### TEXTO FORNECIDO
↓↓↓

Esta pesquisa tenta entender quais os riscos para a preservação do patrimônio cultural de Ouro Preto a partir de duas diferentes perspectivas: a da comunidade local e a de órgãos técnicos especializados em preservação que atuam na cidade.
Quais os contrastes entre a percepção da comunidade local e os discursos técnicos sobre os riscos que atingem o patrimônio histórico de Ouro Preto? E como a comunidade local pode ajudar na formulação de políticas para preservá-lo?
O debate sobre a segurança e a preservação de patrimônios culturais vem conquistando cada vez mais espaço nas discussões contemporâneas devido aos recentes acidentes que atingiram bens culturais. Diante das transformações ocorridas com o crescimento das cidades e dos sistemas produtivos que seguem a lógica de acumulação do capitalismo, as relações entre a sociedade e o território seguem em constante alteração.

Ouro Preto, em Minas Gerais
Nesse cenário, adicionando ainda pautas como as mudanças climáticas, a eclosão de riscos que podem ameaçar os patrimônios culturais torna-se uma preocupação latente e aponta a necessidade de elaboração de medidas de prevenção e controle. É fundamental discutir a proteção do patrimônio cultural, uma vez que carregam elementos de referência, memória e identidade da sociedade.

↑↑↑

### CONJUNTO DE LINHAS
↓↓↓

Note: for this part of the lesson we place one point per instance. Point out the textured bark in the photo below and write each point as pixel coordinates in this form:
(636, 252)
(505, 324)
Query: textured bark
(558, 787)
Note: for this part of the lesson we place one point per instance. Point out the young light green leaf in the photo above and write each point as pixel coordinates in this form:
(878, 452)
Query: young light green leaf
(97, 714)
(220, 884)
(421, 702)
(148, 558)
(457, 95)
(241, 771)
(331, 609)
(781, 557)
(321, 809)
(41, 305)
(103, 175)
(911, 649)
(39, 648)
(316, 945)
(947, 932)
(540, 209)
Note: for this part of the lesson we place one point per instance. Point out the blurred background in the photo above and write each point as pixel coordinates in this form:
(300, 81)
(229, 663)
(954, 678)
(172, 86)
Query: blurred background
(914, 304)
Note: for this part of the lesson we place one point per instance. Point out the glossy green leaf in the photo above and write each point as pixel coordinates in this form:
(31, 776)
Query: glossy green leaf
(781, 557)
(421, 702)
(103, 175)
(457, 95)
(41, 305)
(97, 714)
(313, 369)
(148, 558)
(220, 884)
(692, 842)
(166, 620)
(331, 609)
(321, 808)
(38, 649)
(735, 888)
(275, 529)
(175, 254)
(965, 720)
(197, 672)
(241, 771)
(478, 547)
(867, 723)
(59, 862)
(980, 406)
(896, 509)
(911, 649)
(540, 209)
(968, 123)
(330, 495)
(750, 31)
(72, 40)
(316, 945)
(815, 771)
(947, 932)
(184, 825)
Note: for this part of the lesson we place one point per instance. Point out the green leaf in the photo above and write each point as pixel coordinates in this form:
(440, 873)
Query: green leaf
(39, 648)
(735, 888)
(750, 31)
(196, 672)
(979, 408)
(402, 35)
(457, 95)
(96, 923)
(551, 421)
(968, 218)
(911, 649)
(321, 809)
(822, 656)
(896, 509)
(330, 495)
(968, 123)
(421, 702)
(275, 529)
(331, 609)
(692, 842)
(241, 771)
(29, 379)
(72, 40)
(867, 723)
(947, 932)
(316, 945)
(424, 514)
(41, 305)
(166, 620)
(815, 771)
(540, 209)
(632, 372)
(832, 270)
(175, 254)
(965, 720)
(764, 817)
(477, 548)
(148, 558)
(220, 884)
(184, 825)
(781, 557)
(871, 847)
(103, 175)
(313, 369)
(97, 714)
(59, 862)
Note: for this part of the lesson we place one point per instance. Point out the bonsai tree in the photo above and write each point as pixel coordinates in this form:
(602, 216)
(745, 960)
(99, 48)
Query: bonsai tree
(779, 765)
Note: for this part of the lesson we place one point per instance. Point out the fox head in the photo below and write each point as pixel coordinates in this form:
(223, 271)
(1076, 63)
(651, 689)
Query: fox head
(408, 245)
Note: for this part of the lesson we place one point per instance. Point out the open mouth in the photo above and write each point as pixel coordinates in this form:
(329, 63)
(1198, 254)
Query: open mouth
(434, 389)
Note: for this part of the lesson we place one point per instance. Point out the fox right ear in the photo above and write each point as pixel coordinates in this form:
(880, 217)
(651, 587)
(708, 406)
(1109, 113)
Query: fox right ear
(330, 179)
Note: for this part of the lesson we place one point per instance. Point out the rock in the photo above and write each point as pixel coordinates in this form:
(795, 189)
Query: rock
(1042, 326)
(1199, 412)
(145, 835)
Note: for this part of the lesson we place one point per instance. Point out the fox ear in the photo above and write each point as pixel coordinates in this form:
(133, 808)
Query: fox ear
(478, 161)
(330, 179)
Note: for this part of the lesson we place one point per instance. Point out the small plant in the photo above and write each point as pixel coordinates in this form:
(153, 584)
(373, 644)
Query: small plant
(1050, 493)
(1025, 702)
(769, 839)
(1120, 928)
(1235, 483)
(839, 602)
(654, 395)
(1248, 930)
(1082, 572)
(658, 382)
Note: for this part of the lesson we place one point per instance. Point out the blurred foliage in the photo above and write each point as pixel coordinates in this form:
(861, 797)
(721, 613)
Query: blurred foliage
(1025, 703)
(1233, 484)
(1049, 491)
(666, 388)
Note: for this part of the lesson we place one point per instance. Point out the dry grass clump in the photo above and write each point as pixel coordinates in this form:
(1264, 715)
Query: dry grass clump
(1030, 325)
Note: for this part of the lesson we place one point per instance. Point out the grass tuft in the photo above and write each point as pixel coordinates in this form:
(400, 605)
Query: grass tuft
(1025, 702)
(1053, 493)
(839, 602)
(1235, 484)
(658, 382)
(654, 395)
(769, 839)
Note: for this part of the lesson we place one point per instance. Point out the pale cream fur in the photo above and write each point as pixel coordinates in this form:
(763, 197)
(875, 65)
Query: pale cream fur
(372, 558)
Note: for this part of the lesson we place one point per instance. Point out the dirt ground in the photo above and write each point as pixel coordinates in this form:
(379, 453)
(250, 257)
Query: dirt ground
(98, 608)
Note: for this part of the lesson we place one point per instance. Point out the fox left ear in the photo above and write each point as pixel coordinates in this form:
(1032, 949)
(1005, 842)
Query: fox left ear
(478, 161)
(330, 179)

↑↑↑

### ENUNCIADOS DAS TAREFAS
1. Reproduza o trecho do texto sobre Ouro Preto que começa nas palavras "Esta pesquisa tenta" e termina após "em constante alteração.".
2. Diga se cada afirmação concorda com o texto sobre Ouro Preto, respondendo sim ou não e citando as palavras do texto que decidem a questão: (a) A pesquisa considera tanto a visão da comunidade local quanto a de órgãos técnicos de preservação. (b) As relações entre a sociedade e o território permanecem estáveis. (c) As mudanças climáticas são citadas entre as pautas desse cenário.
As linhas não são necessárias para resolver o que se pede.

### RESPOSTAS
1.
Esta pesquisa tenta entender quais os riscos para a preservação do patrimônio cultural de Ouro Preto a partir de duas diferentes perspectivas: a da comunidade local e a de órgãos técnicos especializados em preservação que atuam na cidade.
Quais os contrastes entre a percepção da comunidade local e os discursos técnicos sobre os riscos que atingem o patrimônio histórico de Ouro Preto? E como a comunidade local pode ajudar na formulação de políticas para preservá-lo?
O debate sobre a segurança e a preservação de patrimônios culturais vem conquistando cada vez mais espaço nas discussões contemporâneas devido aos recentes acidentes que atingiram bens culturais. Diante das transformações ocorridas com o crescimento das cidades e dos sistemas produtivos que seguem a lógica de acumulação do capitalismo, as relações entre a sociedade e o território seguem em constante alteração.

2.
(a) Sim: "a partir de duas diferentes perspectivas: a da comunidade local e a de órgãos técnicos especializados em preservação que atuam na cidade".
(b) Não: "as relações entre a sociedade e o território seguem em constante alteração".
(c) Sim: "adicionando ainda pautas como as mudanças climáticas".